COMPLETE THE FOLLOWING
**1.** In the forum post about the Scala collector setup, which port is the new HTTPS listener configured on in Step 3?
**2.** Repeat the forum post about the Scala collector setup word for word, from "Step 1 - install" to "pointing at ELB.".

-------- PAGE TEXT

Scala Collector + AWS ELB + SSL

Tully · May 30, 2018, 3:52pm

Have hit the end of the road of google/forum searches, and internal resource knowledge so time to post…

Step 1 - install collector

Snowplow Scala collector installed on an AWS EC2 instance
config for the collector using private EC2 IP and port 8000
TEST: Use javascript tracker pointing to 10…167:8000 - OK and data is available in Kinesis stream.
TEST: Load http://10…167:8000/com.snowplowanalytics.snowplow/tp2 in a browser shows the pixel - OK

Step 2 - ELB + HTTP

Setup load balancer (ELB) on AWS
configure listener on 80 (HTTP)
setup target on 8000
create CNAME for new subdomain pointing at ELB.
TEST: Javascript tracker pointing to new subdomain on HTTP - OK
TEST: GET request via browser to http://subdomain.example.com/com.snowplowanalytics.snowplow/tp2 - OK

Step 3 - ELB + HTTPS

configure new listener on 443 (HTTPS) using SSL certificate
setup target on 8000
add security group rules to allow 443 traffic.

----------------
-------- SUPPLIED RECORDS

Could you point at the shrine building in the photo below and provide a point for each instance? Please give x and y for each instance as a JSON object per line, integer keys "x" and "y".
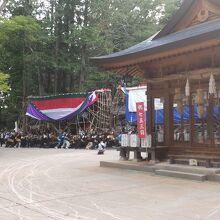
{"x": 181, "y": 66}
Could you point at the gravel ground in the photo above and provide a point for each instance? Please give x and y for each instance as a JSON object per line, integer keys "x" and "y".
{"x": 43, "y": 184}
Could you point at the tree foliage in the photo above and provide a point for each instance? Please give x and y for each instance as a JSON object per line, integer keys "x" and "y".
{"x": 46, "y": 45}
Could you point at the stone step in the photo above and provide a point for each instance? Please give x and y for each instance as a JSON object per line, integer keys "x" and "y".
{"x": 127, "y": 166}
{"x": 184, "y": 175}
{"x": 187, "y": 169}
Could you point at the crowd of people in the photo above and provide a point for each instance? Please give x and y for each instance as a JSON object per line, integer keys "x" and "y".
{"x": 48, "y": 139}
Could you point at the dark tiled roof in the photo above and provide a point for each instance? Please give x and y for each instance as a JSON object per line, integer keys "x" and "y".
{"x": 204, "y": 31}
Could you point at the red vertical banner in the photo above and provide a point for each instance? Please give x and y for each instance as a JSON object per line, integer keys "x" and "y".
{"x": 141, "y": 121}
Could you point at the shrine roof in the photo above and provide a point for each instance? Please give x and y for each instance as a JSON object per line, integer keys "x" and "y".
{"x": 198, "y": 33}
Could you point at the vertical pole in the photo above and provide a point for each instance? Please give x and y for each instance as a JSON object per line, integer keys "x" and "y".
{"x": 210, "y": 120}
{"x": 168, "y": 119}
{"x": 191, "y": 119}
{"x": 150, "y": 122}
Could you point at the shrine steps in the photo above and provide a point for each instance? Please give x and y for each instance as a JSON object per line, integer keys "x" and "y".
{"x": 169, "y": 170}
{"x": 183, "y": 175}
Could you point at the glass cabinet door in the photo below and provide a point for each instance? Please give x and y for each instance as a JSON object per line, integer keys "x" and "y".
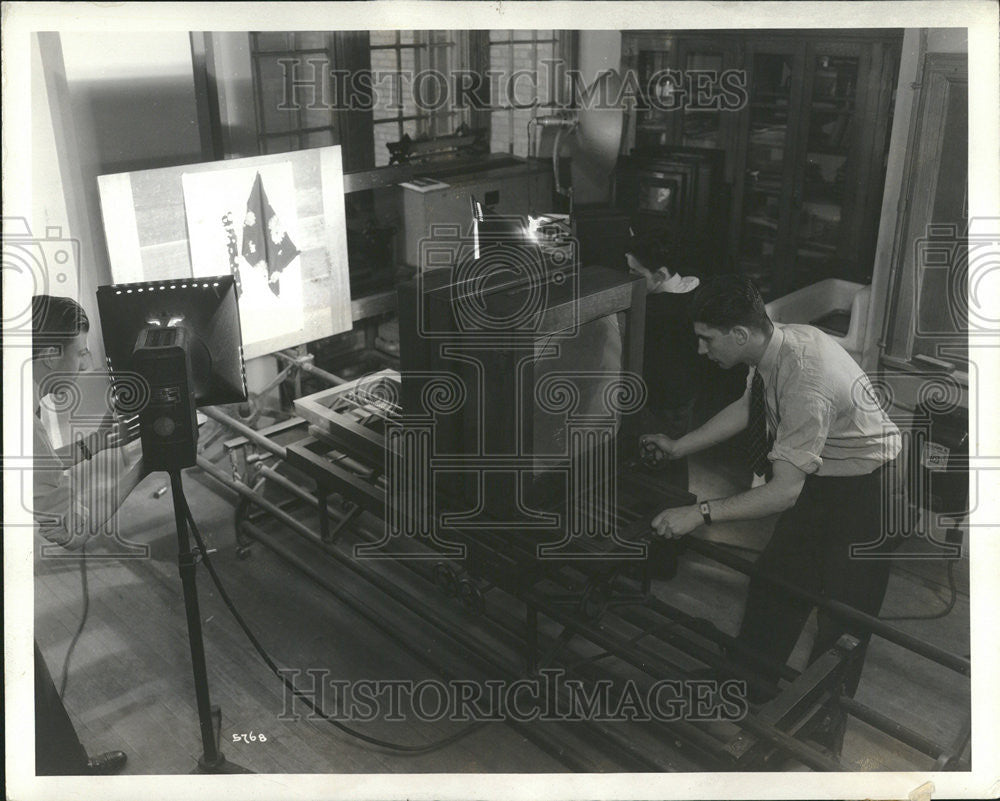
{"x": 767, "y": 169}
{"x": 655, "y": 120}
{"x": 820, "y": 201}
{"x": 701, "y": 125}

----------------
-------- SUPPLIED RECORDS

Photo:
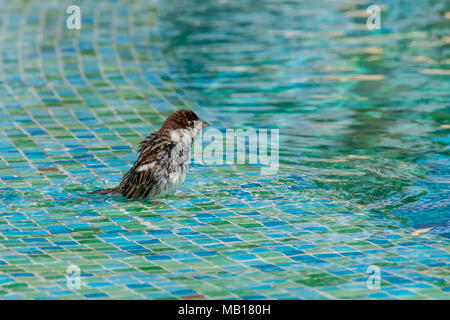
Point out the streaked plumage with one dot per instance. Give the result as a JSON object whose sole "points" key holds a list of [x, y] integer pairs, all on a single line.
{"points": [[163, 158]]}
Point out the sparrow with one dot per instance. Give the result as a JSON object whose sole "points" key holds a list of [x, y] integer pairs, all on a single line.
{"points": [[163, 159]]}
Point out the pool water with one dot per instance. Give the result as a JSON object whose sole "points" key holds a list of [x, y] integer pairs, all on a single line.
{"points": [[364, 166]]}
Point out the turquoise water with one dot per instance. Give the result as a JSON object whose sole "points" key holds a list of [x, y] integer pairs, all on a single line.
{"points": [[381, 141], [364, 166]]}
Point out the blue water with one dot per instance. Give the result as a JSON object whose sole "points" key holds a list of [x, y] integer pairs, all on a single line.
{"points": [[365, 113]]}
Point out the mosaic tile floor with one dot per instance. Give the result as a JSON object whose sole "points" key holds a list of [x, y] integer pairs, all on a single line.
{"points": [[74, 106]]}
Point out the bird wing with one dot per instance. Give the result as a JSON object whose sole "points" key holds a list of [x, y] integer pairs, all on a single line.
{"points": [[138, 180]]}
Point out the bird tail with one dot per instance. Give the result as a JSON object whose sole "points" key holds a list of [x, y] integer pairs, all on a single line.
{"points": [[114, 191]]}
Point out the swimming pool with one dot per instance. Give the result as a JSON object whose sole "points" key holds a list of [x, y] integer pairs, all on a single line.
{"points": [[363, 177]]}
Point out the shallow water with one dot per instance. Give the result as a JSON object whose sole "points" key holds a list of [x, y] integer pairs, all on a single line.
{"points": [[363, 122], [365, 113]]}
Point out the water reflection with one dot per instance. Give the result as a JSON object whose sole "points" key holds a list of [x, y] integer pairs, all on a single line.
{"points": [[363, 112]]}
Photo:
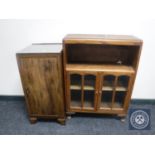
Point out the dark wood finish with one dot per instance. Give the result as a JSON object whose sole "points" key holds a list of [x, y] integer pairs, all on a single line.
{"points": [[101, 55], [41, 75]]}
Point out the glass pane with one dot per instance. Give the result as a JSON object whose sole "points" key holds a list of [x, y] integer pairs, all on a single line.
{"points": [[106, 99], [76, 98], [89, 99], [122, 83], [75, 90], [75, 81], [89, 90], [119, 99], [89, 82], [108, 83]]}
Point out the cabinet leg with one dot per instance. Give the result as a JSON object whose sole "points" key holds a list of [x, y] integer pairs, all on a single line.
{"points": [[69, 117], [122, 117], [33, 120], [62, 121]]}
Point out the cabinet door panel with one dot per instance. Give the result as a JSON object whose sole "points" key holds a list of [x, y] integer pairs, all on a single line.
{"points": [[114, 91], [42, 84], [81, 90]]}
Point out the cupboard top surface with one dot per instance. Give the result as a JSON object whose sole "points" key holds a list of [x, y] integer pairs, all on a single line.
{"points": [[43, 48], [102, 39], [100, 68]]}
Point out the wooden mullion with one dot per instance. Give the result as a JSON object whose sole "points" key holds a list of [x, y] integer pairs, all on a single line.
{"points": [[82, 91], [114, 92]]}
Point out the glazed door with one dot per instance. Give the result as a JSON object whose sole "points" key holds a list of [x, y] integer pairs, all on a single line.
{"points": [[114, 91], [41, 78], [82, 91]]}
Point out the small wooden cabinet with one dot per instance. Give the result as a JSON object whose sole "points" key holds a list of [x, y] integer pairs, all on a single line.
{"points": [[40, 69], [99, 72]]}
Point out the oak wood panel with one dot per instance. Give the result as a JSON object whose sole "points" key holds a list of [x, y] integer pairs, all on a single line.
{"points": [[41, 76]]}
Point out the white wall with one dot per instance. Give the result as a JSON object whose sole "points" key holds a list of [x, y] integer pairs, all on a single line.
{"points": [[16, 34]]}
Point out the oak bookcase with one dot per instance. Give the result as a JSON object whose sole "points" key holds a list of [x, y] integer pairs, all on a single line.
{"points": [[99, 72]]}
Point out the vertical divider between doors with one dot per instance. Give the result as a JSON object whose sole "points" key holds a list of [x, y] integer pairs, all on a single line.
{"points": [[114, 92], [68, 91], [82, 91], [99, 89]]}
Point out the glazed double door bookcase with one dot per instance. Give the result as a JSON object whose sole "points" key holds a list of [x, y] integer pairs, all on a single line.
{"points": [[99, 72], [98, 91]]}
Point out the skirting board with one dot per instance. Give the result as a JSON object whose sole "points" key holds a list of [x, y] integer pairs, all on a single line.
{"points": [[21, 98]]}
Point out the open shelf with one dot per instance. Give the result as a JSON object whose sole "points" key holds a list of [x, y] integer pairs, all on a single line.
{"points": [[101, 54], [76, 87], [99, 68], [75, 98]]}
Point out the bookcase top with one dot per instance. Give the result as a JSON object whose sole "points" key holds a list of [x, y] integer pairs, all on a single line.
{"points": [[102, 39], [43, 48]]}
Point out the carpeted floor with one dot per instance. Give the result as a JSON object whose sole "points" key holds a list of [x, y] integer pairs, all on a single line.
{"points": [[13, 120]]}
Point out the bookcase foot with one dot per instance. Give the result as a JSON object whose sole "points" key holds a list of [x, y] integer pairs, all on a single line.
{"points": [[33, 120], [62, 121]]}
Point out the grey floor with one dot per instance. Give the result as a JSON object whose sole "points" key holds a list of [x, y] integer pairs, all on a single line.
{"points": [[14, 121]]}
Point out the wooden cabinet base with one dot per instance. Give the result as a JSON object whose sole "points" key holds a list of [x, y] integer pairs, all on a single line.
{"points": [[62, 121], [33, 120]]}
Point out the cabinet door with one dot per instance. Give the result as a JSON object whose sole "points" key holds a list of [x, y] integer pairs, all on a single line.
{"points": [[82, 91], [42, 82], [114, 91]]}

----------------

TASK RESPONSES
**1.** Port 443

**2.**
Step 1 - install collector

Snowplow Scala collector installed on an AWS EC2 instance
config for the collector using private EC2 IP and port 8000
TEST: Use javascript tracker pointing to 10…167:8000 - OK and data is available in Kinesis stream.
TEST: Load http://10…167:8000/com.snowplowanalytics.snowplow/tp2 in a browser shows the pixel - OK

Step 2 - ELB + HTTP

Setup load balancer (ELB) on AWS
configure listener on 80 (HTTP)
setup target on 8000
create CNAME for new subdomain pointing at ELB.